Work request —
Would you restate, exactly as they appear, the lines from the one containing "Presence check — any flower stem." through the end of the data below?

Data provided section start

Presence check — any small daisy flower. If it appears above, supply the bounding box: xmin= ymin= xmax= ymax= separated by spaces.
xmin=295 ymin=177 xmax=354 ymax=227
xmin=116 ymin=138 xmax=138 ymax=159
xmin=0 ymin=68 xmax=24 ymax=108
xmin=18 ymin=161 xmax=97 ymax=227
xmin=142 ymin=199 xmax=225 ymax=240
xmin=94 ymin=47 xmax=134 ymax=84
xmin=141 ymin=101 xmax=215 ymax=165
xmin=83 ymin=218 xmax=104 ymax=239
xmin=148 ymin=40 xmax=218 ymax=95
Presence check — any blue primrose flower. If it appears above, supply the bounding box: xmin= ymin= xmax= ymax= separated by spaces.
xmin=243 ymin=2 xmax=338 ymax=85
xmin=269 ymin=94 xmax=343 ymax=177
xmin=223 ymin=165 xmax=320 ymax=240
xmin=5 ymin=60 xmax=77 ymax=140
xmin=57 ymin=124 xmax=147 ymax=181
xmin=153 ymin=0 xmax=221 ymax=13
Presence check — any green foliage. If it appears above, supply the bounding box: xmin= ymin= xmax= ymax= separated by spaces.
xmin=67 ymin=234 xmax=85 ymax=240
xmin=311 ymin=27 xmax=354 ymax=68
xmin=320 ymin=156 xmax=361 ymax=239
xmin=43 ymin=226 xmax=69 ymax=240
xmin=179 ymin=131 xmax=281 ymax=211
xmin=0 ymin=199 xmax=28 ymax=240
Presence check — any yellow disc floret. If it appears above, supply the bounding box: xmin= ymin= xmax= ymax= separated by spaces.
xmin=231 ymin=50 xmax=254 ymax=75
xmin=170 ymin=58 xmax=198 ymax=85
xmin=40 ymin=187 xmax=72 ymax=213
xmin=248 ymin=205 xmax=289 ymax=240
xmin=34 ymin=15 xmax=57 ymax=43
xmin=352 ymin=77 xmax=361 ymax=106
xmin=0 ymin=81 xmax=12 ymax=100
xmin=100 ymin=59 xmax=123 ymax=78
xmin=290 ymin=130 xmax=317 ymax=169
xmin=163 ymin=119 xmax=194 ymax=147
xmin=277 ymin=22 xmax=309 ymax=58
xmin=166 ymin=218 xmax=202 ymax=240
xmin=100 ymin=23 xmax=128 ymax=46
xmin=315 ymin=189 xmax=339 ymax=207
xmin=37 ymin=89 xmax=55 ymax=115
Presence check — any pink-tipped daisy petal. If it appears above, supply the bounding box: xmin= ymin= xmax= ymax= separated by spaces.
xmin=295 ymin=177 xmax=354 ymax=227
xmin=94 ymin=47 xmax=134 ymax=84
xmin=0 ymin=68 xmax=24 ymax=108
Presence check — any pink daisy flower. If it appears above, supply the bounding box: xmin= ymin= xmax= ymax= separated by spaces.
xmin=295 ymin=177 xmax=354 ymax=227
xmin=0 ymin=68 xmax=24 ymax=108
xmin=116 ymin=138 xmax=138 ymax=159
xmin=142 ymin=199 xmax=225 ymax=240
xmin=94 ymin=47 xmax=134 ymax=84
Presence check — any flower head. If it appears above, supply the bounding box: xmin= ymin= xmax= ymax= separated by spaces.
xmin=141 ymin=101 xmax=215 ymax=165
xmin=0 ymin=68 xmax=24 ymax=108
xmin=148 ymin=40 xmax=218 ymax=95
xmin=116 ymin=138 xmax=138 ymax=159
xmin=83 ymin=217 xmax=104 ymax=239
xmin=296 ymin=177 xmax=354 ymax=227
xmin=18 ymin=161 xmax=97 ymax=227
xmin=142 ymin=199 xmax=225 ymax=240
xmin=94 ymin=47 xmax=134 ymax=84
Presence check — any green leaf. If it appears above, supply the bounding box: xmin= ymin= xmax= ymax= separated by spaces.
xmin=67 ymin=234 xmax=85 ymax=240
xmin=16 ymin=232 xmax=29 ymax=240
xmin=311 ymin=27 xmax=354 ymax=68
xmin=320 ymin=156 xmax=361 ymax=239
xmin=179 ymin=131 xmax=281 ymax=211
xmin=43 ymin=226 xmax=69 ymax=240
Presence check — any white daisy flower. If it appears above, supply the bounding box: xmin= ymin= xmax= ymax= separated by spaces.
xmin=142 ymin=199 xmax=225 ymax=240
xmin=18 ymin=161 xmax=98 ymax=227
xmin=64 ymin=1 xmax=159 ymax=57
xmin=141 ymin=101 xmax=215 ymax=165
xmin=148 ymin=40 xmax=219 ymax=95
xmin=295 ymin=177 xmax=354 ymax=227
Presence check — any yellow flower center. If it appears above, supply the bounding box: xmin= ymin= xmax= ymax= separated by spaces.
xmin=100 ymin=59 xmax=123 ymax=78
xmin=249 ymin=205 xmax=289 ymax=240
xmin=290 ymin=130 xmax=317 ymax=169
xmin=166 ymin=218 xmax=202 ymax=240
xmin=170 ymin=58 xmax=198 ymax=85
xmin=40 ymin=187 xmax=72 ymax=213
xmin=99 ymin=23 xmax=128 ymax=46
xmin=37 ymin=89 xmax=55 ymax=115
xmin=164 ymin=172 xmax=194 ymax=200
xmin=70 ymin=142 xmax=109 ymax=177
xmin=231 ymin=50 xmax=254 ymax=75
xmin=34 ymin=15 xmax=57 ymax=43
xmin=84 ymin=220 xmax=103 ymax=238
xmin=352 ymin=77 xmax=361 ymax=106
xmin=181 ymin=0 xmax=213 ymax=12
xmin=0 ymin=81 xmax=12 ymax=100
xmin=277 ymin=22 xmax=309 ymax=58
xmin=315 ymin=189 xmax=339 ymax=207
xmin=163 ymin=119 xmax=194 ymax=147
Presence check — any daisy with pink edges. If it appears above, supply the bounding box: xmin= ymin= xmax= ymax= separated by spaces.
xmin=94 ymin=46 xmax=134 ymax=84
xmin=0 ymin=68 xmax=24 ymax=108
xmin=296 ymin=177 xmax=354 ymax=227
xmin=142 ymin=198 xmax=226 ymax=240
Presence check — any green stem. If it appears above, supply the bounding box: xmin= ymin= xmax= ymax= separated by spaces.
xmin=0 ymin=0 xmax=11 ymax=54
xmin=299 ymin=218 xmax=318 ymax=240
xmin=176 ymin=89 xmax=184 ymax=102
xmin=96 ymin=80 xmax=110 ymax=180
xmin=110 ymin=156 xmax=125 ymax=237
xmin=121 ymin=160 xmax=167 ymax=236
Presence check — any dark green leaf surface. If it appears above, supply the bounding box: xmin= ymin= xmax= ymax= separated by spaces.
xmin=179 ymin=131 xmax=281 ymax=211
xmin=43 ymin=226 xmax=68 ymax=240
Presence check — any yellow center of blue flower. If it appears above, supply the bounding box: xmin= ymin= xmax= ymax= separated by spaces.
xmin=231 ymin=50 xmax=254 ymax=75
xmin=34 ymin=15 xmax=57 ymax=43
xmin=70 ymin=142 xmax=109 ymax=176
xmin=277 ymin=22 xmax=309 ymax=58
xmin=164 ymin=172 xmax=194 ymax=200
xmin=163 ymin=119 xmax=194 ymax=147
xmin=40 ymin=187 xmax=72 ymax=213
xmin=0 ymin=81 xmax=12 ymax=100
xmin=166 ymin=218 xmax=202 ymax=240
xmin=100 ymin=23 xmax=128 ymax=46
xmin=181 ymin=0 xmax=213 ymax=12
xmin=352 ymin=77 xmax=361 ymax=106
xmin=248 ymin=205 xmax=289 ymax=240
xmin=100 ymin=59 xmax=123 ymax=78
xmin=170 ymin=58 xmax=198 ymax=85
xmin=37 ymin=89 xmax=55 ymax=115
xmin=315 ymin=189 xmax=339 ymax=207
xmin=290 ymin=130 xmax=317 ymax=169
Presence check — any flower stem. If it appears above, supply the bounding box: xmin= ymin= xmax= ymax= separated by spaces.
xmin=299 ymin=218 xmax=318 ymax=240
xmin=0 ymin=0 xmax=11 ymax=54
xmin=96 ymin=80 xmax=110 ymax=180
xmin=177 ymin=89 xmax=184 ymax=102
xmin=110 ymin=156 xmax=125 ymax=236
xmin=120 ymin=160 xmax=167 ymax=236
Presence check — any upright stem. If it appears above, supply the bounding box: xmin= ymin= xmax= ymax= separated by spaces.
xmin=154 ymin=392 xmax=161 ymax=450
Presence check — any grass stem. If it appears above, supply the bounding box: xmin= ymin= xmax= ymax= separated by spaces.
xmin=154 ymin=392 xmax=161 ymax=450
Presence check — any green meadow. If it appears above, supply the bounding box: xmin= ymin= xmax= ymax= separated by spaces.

Data provided section end

Output for this exercise —
Presence check — any flower stem. If it appears above, supply the bounding box: xmin= ymin= xmax= ymax= separated by spaces.
xmin=299 ymin=218 xmax=318 ymax=240
xmin=0 ymin=0 xmax=11 ymax=54
xmin=96 ymin=80 xmax=110 ymax=180
xmin=177 ymin=89 xmax=184 ymax=102
xmin=110 ymin=156 xmax=125 ymax=236
xmin=120 ymin=160 xmax=167 ymax=236
Presence check — any upright stem. If it appears above, supply the bounding box: xmin= ymin= xmax= ymax= separated by spaces.
xmin=154 ymin=392 xmax=161 ymax=450
Presence check — any grass stem. If it appears above, supply the bounding box: xmin= ymin= xmax= ymax= separated by spaces.
xmin=154 ymin=392 xmax=161 ymax=450
Presence check — any green meadow. If it appears above, supply the bounding box: xmin= ymin= xmax= ymax= separated by spaces.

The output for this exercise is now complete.